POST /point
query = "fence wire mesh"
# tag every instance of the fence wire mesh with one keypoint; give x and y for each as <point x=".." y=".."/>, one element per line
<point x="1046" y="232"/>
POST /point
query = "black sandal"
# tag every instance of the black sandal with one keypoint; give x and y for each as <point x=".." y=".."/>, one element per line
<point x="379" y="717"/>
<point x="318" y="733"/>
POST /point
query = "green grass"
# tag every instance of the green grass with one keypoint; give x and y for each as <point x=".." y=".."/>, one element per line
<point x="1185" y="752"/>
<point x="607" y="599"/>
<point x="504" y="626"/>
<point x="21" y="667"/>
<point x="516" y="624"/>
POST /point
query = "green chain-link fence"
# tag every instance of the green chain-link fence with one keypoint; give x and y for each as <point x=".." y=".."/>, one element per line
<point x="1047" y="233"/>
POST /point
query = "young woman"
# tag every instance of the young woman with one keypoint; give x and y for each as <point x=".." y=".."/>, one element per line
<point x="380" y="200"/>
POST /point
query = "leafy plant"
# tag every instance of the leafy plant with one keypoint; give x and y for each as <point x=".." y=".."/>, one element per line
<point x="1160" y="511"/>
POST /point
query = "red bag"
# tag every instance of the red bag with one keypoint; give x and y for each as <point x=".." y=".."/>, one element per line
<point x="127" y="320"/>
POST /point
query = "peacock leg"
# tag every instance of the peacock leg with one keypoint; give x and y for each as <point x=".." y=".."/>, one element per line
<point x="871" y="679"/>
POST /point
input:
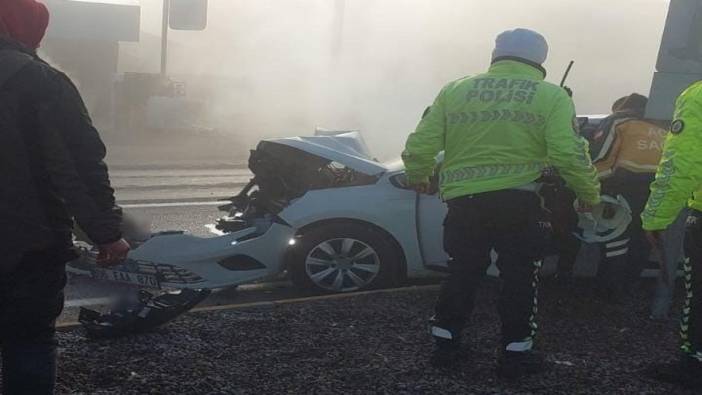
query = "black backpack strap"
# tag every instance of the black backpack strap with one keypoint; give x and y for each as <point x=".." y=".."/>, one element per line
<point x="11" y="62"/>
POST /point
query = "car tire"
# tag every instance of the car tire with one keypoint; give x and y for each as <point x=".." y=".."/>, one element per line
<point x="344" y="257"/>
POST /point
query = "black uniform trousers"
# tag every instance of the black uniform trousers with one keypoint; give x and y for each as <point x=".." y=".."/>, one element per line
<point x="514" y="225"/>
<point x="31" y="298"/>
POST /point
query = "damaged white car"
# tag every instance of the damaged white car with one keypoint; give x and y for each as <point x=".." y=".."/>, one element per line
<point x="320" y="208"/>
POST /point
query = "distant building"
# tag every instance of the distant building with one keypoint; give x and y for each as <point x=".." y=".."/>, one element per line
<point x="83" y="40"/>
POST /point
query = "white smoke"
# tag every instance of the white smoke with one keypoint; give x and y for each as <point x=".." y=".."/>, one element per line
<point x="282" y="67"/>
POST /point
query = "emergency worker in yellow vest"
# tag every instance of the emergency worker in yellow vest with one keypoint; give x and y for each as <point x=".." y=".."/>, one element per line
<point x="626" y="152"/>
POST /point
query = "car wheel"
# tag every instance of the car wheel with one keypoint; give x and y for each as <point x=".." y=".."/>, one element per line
================
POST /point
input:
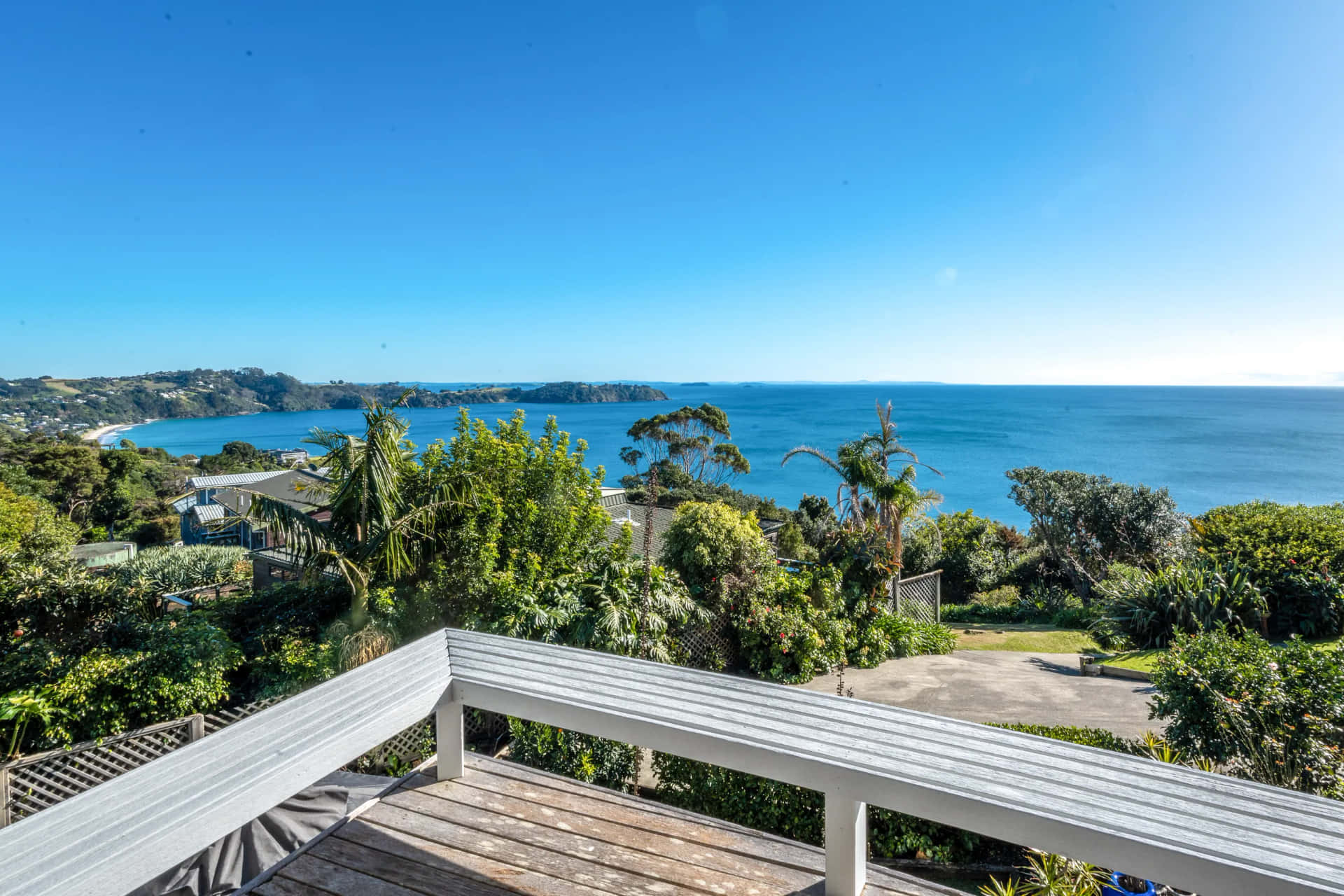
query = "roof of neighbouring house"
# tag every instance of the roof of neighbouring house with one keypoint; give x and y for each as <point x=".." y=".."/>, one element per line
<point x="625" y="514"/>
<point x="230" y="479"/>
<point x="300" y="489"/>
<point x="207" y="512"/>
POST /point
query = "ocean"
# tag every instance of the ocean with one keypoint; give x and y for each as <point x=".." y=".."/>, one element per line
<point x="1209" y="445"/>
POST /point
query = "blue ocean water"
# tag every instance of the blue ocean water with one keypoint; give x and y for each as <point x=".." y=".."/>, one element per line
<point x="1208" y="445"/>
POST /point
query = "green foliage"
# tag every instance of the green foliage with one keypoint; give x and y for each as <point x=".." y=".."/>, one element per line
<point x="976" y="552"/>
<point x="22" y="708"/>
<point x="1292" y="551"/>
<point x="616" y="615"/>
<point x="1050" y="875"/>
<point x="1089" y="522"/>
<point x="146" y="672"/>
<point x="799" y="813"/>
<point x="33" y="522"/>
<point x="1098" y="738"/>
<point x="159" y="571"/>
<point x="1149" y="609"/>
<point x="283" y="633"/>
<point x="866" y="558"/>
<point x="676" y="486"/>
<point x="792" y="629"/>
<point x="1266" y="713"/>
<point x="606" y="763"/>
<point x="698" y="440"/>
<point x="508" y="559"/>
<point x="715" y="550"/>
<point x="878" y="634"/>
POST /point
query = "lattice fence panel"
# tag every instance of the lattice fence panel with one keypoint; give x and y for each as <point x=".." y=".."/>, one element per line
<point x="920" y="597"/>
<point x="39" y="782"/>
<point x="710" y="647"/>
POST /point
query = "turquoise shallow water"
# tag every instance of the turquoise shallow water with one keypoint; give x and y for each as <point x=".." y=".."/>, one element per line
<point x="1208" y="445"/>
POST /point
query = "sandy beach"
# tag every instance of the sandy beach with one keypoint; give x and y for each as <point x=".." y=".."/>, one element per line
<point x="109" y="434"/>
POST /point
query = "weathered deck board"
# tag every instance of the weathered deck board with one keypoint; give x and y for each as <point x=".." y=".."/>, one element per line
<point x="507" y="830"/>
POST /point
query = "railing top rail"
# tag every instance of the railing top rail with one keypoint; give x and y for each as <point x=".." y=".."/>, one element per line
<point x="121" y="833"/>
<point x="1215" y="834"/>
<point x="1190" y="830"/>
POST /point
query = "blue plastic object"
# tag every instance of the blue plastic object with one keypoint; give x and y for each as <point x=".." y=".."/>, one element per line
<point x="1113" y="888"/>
================
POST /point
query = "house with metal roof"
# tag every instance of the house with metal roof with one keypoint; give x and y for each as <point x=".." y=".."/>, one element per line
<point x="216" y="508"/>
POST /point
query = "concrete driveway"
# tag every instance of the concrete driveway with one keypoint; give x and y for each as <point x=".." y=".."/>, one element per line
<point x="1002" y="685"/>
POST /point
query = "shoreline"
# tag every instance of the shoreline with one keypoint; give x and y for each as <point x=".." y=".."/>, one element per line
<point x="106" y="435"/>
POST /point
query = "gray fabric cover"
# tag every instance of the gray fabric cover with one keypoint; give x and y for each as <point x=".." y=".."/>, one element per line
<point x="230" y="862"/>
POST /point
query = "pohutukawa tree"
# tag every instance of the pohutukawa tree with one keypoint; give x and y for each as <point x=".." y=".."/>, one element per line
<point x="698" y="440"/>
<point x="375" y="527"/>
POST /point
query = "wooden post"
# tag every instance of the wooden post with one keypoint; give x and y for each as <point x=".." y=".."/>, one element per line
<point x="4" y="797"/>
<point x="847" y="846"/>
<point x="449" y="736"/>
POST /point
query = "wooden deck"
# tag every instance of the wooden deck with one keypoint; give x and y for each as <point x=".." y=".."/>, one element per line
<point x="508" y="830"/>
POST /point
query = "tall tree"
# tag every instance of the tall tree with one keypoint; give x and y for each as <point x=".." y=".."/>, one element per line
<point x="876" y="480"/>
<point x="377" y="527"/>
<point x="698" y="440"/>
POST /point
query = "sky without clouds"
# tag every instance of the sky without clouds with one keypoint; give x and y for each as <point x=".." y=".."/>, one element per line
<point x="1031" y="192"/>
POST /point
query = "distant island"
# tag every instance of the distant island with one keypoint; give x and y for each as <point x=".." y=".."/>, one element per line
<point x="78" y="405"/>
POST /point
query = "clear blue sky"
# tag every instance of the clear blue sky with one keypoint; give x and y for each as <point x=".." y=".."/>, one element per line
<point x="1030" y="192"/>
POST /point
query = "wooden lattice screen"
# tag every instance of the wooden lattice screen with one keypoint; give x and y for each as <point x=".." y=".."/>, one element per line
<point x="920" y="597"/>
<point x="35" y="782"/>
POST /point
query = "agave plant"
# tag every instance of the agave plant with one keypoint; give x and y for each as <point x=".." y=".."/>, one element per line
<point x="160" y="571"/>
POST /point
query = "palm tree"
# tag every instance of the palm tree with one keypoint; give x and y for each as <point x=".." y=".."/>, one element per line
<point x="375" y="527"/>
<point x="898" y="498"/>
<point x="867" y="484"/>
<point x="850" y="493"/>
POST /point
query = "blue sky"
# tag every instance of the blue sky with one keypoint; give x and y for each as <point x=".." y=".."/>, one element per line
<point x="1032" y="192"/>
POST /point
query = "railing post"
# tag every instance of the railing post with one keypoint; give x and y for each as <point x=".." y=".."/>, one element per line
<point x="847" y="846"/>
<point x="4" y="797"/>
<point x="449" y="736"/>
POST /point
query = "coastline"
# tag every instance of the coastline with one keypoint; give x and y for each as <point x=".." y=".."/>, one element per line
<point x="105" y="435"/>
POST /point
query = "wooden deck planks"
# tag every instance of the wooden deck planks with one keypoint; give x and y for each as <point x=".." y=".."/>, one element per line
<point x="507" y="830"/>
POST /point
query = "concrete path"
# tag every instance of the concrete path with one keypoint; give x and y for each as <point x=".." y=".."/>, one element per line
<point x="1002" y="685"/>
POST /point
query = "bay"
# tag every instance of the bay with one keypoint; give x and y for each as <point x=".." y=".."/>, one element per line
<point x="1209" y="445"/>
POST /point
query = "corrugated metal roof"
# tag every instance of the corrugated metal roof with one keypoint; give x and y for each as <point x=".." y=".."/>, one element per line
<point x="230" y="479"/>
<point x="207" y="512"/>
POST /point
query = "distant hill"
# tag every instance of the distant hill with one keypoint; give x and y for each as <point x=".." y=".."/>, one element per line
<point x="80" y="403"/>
================
> **EXERCISE DETAILS**: Collect every line of the records above that contains the string "uniform" and copy each one out.

> **THE SOLUTION**:
query = "black uniform trousers"
# tag every instance of the black uniform trousers with one keypoint; give x and y for each as <point x=".." y=".."/>, one element per line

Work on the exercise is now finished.